----- Available records
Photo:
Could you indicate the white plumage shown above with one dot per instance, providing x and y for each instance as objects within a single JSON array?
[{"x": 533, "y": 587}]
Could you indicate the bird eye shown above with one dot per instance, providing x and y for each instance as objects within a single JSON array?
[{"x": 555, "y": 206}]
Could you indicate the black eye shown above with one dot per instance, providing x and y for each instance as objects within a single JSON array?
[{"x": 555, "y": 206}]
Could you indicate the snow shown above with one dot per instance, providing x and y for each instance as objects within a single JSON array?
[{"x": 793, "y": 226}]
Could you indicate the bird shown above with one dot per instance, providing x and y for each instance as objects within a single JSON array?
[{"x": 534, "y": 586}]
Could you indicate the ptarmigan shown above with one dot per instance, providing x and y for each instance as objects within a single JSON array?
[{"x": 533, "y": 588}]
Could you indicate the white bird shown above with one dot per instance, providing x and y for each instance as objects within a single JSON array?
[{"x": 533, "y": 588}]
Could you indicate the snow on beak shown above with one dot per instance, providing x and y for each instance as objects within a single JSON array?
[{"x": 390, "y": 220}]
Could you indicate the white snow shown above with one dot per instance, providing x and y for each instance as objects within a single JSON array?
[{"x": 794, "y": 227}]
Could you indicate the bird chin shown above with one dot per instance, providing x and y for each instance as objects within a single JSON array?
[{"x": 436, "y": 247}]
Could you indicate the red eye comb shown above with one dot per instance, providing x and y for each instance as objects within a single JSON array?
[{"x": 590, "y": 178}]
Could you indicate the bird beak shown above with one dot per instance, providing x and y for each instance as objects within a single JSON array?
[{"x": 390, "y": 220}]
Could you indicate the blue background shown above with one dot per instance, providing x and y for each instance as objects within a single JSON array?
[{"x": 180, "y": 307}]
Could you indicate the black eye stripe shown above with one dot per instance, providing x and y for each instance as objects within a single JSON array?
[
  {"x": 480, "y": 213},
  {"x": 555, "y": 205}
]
----------
----- Available records
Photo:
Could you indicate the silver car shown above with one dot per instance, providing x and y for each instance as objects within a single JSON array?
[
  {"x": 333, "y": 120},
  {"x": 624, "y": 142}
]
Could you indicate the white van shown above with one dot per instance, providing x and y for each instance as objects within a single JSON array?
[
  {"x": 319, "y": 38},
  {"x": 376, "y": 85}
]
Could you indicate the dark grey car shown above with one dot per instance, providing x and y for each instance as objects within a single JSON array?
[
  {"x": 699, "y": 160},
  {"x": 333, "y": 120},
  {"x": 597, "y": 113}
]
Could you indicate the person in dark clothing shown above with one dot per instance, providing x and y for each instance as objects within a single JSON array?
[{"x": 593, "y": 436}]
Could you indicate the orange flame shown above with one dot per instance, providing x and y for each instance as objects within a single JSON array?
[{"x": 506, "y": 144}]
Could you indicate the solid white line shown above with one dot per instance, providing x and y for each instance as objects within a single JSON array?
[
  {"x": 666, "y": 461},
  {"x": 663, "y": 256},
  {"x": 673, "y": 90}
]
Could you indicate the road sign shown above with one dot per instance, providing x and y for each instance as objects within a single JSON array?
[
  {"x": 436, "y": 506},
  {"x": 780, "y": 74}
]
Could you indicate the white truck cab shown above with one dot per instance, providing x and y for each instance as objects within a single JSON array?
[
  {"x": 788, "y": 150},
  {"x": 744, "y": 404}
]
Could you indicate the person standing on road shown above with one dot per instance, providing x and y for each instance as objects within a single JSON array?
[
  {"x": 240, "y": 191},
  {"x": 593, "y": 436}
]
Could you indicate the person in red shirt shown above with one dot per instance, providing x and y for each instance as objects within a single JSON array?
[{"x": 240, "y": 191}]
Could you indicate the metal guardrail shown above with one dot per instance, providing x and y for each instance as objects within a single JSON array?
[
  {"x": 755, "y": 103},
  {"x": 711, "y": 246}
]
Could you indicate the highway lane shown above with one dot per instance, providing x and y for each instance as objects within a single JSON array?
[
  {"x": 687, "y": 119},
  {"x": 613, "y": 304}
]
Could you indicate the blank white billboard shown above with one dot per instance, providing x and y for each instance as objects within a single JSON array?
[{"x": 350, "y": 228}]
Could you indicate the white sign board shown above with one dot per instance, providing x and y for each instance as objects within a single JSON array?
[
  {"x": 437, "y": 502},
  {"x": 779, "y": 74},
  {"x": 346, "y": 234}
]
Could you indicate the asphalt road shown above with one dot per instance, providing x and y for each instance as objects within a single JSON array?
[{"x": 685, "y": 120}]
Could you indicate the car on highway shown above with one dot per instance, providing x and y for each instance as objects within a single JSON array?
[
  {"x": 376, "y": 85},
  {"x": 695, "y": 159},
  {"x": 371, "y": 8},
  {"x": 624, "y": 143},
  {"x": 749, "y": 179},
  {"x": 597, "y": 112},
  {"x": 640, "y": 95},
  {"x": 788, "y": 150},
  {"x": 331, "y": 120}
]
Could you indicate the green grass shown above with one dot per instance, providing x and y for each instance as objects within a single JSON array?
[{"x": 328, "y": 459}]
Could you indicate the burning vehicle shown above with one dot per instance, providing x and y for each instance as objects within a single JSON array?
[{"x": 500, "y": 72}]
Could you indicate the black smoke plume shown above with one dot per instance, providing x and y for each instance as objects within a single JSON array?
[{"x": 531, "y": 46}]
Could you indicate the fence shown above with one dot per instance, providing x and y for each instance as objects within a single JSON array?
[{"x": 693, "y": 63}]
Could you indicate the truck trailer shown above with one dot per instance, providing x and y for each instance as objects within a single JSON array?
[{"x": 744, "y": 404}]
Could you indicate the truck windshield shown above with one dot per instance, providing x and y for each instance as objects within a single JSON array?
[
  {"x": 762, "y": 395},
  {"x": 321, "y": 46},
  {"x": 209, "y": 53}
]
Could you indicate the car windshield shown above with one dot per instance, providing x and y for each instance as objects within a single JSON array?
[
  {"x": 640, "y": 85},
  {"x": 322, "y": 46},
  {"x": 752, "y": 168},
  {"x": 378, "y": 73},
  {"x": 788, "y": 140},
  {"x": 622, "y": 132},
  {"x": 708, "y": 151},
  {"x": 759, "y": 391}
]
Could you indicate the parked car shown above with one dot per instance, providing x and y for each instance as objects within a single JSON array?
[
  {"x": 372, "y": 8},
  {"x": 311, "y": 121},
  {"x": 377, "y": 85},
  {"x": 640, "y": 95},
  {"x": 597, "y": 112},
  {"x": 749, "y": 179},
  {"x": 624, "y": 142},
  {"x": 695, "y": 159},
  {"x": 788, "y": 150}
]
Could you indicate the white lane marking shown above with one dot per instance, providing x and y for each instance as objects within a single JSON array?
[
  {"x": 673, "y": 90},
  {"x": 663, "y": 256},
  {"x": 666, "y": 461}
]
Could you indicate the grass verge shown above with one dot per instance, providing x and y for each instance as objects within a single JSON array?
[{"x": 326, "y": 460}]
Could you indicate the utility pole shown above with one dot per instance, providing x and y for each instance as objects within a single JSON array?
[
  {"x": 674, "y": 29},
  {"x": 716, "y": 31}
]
----------
----- Available records
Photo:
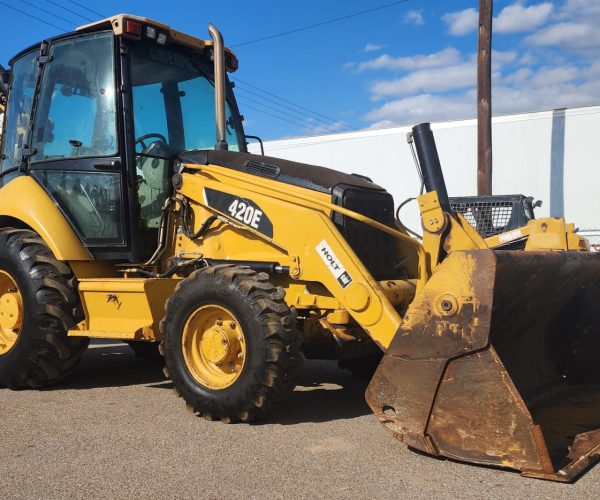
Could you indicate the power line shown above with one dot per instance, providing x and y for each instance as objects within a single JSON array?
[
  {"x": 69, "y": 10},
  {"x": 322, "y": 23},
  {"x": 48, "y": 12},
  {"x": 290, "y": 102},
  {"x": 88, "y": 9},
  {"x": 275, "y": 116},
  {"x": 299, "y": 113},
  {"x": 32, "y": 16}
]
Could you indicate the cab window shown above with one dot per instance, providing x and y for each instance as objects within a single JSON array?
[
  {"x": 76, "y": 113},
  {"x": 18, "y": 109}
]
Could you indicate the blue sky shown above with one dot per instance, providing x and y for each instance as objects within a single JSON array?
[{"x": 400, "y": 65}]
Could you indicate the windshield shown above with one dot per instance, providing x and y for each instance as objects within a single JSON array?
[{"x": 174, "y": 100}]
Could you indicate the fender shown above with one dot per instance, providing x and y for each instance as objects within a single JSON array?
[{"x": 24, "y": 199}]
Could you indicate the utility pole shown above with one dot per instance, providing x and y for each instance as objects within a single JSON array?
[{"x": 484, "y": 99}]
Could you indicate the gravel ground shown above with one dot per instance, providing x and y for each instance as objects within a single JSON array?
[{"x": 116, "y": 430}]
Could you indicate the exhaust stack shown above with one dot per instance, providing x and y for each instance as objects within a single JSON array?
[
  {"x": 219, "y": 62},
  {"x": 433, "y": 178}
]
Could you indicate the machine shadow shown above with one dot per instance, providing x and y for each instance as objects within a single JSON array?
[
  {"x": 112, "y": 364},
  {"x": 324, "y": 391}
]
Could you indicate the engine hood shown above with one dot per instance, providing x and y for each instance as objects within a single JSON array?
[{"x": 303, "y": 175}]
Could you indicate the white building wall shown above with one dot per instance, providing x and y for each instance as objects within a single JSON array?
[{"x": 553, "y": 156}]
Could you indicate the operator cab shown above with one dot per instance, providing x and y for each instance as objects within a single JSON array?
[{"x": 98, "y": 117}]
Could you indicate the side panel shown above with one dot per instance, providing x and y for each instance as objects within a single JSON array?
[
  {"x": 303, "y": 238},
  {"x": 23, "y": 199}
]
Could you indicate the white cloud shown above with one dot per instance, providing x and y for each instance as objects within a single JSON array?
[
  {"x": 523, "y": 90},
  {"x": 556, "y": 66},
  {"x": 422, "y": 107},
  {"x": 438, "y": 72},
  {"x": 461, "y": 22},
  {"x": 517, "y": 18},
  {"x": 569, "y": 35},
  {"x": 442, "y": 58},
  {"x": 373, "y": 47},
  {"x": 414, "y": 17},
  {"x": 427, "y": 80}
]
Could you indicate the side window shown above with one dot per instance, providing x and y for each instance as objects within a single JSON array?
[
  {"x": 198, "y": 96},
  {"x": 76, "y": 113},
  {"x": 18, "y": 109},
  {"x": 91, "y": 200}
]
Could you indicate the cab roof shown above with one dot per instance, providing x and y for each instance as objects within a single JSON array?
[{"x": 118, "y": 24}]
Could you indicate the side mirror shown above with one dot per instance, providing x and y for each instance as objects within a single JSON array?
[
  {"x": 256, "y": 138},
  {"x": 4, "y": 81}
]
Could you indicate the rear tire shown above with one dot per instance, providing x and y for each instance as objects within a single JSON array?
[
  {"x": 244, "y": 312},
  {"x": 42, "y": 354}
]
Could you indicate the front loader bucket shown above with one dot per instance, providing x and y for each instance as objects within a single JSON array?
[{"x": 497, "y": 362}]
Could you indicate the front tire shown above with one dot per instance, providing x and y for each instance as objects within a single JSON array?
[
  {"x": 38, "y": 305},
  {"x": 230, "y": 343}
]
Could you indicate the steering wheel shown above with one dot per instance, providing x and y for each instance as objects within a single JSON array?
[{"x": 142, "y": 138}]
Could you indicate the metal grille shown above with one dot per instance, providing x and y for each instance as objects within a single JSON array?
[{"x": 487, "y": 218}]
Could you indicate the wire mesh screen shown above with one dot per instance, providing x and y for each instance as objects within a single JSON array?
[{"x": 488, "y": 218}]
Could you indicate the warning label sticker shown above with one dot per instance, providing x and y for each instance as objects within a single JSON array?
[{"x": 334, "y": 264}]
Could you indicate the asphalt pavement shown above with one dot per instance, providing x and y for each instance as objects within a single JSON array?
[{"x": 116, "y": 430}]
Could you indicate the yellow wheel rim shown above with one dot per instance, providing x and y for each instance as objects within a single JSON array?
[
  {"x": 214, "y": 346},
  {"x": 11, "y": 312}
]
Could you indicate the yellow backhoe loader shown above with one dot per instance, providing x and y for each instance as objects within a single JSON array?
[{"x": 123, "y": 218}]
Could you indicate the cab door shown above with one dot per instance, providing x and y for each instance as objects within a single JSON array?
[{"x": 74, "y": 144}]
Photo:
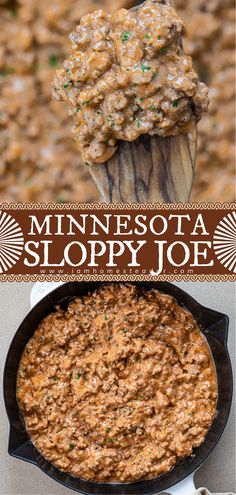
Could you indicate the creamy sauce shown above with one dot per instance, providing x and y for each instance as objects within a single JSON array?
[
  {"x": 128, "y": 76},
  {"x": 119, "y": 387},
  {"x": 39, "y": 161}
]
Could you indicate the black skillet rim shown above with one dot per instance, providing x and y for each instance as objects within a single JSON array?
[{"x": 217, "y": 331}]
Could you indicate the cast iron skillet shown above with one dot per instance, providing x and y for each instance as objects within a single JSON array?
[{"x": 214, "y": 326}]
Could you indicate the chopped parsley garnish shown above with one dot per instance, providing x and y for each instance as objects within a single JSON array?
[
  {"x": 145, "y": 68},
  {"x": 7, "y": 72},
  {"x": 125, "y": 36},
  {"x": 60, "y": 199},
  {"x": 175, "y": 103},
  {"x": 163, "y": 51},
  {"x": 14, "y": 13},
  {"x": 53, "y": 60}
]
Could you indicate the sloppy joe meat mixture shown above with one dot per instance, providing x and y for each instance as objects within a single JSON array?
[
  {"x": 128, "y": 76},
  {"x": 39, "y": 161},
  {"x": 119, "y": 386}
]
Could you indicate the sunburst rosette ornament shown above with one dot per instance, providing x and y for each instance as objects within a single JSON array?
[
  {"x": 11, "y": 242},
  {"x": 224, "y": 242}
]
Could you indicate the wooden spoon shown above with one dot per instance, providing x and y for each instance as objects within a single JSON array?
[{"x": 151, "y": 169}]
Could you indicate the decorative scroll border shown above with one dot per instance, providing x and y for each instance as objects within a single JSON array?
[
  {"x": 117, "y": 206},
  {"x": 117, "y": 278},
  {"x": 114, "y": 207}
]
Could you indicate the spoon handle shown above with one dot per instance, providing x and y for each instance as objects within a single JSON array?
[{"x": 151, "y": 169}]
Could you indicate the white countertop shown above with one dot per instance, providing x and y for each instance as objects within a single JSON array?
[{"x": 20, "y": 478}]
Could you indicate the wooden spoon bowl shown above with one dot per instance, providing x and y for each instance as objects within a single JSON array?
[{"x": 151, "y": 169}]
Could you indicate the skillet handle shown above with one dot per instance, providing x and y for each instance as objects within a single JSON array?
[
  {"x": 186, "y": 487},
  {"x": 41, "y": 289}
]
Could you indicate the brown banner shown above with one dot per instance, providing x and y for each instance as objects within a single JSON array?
----------
> **Task requirements**
Count how many lines in the records above contain the word "person", with case significant, and give only that number.

> **Task answer**
3